> **Trecho da página**
——————————
Novo presidente do CFM acredita que Bolsonaro ‘se desdobrou’ no enfrentamento à pandemia

Mauro Ribeiro deixou a presidência do Conselho Federal de Medicina no início deste mês, mas a ideologia bolsonarista que tomou o órgão durante seu mandato não deixará o CFM tão cedo. No lugar do cirurgião-geral, tomou posse o ginecologista José Hiran da Silva Gallo, admirador confesso do “capitão Bolsonaro”, como se referiu ao presidente em um artigo que comemorava sua vitória em 2018.

O texto – curiosamente publicado no site do Conselho Regional de Medicina de Rondônia, embora nada tenha a ver com o exercício da profissão – entrega o encantamento de Gallo pelo ex-militar já no título, “A esperança venceu o medo”. Em uma demonstração gritante de elitismo, o atual presidente do CFM avalia que, por ter sido mais votado pelos mais pobres, Haddad teve um desempenho “estritamente ligado à existência de um quadro agudizado pela carência”. Já Bolsonaro, que liderou entre os mais ricos, teria contado com os votos de quem espera “medidas que ataquem problemas como o desemprego, a falta de segurança e a corrupção” em vez de caridade.
——————————
Entradas de dados armazenadas:

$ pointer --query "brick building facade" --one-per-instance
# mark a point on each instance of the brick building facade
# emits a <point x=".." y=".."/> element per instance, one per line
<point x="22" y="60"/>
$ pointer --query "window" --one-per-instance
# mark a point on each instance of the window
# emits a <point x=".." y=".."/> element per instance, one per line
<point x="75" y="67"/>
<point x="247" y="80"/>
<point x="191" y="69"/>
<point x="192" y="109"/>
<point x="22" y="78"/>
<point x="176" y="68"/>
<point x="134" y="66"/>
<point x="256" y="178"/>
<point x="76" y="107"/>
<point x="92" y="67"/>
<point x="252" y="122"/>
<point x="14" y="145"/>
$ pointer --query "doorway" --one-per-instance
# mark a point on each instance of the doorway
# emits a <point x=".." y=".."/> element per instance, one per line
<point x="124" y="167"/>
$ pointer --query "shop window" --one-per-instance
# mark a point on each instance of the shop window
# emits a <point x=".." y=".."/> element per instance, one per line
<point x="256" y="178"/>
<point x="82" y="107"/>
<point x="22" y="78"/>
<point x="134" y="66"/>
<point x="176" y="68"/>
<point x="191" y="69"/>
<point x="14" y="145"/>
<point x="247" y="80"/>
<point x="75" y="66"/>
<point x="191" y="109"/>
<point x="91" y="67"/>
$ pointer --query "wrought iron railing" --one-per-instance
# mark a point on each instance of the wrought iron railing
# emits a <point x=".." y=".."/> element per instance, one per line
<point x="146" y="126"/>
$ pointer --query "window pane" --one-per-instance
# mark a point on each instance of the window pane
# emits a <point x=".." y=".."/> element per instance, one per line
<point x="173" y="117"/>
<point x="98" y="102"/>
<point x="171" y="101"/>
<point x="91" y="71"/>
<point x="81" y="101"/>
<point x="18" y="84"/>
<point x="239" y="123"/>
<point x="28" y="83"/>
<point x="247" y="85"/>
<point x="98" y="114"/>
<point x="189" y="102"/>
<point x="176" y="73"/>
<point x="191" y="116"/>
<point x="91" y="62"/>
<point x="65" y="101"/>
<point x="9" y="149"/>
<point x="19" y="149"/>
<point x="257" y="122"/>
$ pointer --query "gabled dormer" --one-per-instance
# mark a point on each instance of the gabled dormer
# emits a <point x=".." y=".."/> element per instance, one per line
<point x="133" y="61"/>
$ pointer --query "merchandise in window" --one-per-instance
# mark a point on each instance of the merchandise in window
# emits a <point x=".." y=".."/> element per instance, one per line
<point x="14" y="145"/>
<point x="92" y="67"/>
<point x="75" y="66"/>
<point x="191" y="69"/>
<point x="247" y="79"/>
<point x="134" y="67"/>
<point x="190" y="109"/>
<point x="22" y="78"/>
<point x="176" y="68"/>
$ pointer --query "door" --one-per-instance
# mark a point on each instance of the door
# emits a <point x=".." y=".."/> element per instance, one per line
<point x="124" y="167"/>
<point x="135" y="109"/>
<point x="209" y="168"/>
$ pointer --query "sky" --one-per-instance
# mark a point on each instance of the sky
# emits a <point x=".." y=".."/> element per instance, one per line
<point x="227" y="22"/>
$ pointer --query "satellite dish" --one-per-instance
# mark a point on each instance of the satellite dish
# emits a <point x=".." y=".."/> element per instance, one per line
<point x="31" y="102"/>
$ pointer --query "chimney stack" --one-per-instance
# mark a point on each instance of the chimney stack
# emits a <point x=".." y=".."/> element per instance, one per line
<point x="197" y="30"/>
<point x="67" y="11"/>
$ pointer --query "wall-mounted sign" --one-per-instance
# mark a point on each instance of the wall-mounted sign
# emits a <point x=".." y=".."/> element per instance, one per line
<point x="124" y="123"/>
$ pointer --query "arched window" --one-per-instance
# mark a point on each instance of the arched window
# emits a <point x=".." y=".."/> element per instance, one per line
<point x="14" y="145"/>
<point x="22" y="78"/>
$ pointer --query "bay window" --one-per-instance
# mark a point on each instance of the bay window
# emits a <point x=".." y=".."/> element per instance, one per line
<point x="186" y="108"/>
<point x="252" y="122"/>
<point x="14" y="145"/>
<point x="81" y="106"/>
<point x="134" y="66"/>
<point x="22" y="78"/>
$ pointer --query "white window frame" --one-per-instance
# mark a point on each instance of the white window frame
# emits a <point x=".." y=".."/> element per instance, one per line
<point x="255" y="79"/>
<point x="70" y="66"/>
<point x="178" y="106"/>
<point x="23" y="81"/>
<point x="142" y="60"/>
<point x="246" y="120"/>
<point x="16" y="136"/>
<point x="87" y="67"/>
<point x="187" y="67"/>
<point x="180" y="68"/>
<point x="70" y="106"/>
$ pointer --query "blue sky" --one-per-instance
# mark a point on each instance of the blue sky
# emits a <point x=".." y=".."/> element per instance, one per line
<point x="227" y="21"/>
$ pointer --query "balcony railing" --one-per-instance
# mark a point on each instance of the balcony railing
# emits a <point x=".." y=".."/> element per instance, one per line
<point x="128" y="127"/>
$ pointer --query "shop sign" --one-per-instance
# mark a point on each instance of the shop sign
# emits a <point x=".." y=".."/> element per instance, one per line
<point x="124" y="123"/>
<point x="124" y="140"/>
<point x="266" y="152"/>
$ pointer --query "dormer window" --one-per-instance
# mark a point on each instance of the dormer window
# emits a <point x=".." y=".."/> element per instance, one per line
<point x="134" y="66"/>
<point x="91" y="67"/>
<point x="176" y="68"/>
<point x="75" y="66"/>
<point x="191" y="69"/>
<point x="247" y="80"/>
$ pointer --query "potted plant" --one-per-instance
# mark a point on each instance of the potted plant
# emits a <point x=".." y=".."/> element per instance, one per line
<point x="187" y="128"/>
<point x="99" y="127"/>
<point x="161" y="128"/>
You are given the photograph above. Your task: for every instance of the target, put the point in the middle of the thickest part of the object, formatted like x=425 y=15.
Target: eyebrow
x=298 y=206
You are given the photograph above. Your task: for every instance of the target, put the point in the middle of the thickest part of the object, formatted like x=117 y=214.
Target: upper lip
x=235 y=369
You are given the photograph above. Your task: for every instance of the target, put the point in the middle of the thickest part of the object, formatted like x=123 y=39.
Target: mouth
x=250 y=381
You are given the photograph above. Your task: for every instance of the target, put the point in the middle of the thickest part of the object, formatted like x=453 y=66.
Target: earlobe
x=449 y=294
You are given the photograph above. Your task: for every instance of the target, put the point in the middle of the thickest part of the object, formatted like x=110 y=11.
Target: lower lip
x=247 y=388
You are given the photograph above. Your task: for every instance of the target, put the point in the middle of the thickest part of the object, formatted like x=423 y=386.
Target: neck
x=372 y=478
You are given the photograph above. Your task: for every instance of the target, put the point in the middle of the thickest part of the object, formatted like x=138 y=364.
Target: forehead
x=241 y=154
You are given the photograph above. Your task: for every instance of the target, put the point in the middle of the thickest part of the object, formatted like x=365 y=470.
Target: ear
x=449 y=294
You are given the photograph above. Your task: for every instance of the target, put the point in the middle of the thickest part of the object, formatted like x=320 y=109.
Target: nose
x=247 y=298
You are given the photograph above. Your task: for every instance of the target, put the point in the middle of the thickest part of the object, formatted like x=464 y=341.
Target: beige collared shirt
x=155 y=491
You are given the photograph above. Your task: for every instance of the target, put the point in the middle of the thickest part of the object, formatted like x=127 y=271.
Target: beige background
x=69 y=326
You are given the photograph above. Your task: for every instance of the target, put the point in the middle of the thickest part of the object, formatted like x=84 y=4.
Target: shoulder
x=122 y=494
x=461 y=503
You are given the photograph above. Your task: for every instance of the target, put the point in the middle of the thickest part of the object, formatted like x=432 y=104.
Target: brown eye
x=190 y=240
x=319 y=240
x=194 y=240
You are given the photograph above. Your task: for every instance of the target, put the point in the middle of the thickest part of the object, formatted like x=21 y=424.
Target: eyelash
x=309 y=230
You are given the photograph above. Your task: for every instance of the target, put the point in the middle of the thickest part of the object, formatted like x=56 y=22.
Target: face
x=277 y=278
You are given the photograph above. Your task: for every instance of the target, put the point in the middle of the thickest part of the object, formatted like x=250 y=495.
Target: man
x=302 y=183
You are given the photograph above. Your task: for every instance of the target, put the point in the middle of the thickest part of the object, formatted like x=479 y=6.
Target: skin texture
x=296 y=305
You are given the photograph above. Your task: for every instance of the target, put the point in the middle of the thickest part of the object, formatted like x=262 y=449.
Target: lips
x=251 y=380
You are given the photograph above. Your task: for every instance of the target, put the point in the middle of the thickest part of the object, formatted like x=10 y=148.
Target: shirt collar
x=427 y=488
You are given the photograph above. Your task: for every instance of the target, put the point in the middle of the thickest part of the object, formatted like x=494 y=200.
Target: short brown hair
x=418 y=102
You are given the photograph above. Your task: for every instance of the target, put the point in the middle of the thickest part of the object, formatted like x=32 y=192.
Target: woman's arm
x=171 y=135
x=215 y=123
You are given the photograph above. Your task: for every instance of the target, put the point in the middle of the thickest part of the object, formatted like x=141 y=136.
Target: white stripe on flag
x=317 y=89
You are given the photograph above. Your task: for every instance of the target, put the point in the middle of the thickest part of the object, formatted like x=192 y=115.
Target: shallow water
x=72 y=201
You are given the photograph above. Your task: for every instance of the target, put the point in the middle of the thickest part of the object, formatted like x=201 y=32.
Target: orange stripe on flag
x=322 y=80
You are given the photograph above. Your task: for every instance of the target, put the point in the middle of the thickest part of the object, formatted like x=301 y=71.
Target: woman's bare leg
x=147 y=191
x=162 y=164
——————————
> **Enunciado**
Pode reproduzir sem nenhuma alteração tudo o que vai de "O texto – curiosamente" até "vez de caridade." na matéria sobre o novo presidente do CFM? Os dados são um material à parte, independente da matéria.

> **Área de resposta**
O texto – curiosamente publicado no site do Conselho Regional de Medicina de Rondônia, embora nada tenha a ver com o exercício da profissão – entrega o encantamento de Gallo pelo ex-militar já no título, “A esperança venceu o medo”. Em uma demonstração gritante de elitismo, o atual presidente do CFM avalia que, por ter sido mais votado pelos mais pobres, Haddad teve um desempenho “estritamente ligado à existência de um quadro agudizado pela carência”. Já Bolsonaro, que liderou entre os mais ricos, teria contado com os votos de quem espera “medidas que ataquem problemas como o desemprego, a falta de segurança e a corrupção” em vez de caridade.